## GOAL:
Copy out the lines from the line with "Can you confirm the presence of any mossy" to the line with "[[0, 0, 512, 248]]", keeping every character unchanged.

## STORED DATA:
────────────────

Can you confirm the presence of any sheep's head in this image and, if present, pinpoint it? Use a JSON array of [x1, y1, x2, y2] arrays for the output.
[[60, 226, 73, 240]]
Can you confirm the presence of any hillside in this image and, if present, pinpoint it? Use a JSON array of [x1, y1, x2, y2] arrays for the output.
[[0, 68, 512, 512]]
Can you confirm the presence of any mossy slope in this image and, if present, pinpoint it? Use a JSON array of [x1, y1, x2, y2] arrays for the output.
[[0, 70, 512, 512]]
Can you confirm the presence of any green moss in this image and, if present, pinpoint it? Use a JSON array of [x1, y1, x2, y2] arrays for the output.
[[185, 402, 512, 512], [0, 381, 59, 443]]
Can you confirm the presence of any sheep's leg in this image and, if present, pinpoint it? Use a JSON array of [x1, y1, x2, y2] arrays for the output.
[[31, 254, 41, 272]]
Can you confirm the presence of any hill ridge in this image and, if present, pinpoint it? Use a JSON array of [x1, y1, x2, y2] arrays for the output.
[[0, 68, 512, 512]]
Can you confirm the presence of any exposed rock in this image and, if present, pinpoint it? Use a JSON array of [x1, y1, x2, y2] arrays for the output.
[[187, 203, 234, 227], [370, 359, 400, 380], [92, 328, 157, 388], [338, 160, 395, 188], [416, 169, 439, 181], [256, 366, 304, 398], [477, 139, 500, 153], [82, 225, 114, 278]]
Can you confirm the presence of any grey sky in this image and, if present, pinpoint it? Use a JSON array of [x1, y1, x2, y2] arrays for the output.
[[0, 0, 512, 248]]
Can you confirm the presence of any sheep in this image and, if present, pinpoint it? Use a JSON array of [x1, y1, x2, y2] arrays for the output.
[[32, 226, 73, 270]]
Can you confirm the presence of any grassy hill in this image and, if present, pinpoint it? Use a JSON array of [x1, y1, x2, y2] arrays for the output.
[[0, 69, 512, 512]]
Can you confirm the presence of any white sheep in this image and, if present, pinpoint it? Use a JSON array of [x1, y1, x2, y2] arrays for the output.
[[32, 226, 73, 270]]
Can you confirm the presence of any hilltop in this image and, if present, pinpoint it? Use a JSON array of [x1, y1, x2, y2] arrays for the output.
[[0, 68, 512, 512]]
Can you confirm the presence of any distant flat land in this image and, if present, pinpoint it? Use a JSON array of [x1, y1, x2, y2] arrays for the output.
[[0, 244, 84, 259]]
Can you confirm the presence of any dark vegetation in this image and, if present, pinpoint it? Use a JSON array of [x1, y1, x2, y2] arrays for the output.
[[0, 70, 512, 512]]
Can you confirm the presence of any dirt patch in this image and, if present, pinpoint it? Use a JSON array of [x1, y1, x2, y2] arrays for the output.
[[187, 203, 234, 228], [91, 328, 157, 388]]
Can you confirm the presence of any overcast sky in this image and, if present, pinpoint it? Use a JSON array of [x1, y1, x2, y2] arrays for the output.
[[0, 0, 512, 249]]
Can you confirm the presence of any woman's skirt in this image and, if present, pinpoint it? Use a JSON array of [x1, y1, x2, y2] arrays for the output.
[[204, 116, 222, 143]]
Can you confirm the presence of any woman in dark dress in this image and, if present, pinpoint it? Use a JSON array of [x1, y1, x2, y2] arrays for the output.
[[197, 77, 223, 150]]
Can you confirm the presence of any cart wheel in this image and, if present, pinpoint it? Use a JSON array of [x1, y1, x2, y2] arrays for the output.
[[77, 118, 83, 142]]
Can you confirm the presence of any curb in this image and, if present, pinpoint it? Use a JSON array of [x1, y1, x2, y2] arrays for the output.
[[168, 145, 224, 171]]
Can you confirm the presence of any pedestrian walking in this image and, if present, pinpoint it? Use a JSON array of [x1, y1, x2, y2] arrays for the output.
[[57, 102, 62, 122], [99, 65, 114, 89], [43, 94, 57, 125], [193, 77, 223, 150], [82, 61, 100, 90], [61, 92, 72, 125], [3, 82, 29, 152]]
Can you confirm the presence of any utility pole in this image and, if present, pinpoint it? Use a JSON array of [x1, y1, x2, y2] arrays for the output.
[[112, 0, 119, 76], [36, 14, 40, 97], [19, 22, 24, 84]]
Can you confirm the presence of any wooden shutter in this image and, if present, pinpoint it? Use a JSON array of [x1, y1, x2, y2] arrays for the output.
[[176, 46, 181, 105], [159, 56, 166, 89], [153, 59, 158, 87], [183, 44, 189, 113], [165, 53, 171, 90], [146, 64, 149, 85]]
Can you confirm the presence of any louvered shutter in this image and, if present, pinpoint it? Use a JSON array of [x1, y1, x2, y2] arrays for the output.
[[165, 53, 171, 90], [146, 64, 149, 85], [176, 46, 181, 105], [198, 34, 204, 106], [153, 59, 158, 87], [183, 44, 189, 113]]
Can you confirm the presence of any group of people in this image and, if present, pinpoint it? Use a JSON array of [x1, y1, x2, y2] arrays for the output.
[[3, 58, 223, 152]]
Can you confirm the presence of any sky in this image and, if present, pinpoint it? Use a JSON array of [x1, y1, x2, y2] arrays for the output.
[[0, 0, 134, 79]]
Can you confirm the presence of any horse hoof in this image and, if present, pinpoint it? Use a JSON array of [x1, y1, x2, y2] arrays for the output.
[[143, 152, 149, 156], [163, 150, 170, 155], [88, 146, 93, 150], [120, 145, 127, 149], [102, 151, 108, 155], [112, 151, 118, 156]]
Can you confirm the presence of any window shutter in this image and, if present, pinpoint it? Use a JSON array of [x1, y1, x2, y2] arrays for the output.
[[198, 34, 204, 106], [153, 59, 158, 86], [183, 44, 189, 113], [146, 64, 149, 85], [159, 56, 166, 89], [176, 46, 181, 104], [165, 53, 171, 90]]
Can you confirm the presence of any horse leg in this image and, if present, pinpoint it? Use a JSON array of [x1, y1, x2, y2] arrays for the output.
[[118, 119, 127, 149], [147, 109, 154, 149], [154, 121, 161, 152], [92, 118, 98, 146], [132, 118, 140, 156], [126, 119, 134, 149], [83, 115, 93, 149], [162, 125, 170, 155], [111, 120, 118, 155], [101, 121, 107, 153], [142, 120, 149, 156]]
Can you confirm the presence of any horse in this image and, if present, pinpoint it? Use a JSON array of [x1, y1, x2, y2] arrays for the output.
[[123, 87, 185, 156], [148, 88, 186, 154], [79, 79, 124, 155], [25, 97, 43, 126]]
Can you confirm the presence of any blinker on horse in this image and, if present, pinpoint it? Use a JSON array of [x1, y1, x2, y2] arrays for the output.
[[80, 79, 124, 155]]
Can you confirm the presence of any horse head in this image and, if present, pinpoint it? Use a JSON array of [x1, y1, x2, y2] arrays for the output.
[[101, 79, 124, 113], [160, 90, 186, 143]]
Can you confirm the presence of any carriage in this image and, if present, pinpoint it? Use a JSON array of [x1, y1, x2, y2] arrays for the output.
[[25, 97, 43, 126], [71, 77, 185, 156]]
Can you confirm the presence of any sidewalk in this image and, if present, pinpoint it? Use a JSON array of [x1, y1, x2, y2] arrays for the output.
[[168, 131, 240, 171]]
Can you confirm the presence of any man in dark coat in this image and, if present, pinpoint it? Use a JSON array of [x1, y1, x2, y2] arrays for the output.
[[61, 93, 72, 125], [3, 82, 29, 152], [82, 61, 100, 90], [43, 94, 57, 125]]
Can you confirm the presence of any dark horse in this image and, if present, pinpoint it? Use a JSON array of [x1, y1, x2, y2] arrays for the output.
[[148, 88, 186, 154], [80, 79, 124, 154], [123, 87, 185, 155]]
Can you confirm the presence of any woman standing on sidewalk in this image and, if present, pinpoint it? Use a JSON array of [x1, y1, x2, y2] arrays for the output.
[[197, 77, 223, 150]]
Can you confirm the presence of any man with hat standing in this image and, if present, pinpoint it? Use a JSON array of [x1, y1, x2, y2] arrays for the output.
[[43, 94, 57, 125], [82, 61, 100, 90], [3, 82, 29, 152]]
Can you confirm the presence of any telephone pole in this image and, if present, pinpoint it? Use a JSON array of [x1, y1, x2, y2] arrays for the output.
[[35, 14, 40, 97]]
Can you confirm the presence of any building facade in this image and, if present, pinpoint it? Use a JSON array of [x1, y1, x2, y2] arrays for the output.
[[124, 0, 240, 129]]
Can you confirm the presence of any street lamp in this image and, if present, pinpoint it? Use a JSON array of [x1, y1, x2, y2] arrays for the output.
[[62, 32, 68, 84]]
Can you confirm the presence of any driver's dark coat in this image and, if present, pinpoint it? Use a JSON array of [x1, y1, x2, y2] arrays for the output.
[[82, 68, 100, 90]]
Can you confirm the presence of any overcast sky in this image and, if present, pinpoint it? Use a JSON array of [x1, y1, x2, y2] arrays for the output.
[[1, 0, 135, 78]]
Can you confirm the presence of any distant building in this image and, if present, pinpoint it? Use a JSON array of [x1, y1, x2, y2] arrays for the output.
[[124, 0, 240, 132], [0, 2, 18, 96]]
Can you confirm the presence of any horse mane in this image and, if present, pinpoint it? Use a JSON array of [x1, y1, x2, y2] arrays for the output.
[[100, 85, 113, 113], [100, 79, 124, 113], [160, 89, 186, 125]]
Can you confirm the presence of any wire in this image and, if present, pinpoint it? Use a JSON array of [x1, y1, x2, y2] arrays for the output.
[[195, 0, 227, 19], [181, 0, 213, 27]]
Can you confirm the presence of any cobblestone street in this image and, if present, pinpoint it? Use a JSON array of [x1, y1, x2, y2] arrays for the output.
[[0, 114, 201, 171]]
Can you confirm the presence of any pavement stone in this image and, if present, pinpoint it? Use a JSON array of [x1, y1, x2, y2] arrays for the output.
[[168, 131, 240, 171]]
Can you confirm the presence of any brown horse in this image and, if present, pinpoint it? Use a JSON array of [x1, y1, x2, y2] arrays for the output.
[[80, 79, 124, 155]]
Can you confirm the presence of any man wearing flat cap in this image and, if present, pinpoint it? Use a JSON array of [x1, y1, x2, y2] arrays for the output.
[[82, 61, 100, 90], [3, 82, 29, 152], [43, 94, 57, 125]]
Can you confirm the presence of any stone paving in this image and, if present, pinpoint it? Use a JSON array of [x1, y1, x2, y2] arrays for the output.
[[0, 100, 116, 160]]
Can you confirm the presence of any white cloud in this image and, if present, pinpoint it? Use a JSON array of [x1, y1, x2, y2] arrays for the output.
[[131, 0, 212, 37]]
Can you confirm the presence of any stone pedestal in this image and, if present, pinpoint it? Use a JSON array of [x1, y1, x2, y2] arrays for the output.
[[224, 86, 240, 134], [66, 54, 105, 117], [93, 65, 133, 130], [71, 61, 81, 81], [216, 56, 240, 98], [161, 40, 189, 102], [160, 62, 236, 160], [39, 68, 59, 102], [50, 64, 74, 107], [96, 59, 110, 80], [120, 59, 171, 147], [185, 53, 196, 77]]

────────────────

## EXPECTED OUTPUT:
Can you confirm the presence of any mossy slope in this image and, if present, pinpoint it? Use a JSON array of [x1, y1, x2, y2] arrays for the output.
[[0, 70, 512, 512]]
Can you confirm the presence of any green moss in this image and, if present, pinpoint it? Use a JSON array of [x1, y1, x2, y2] arrays for the output.
[[185, 402, 512, 512], [0, 381, 59, 443]]
Can you confirm the presence of any sheep's leg in this image and, if present, pinpoint it? Use a JSON array of [x1, y1, x2, y2] arrays for the output.
[[31, 254, 41, 272]]
Can you confirm the presence of any hill ridge in this image and, if present, pinpoint it? Use a JSON array of [x1, y1, x2, y2] arrays for the output.
[[0, 68, 512, 512]]
Can you confirm the presence of any exposed rock in this image and, if present, pinpoint it? Use a JSON array of [x1, y1, x2, y2] arrays for the output.
[[187, 203, 234, 227], [370, 359, 400, 380], [92, 328, 157, 388], [338, 160, 395, 188], [416, 169, 439, 181], [256, 366, 304, 398], [477, 139, 500, 153], [82, 225, 114, 278]]
Can you confirm the presence of any grey sky in this image and, if present, pinpoint it? Use a JSON array of [x1, y1, x2, y2] arrays for the output.
[[0, 0, 512, 248]]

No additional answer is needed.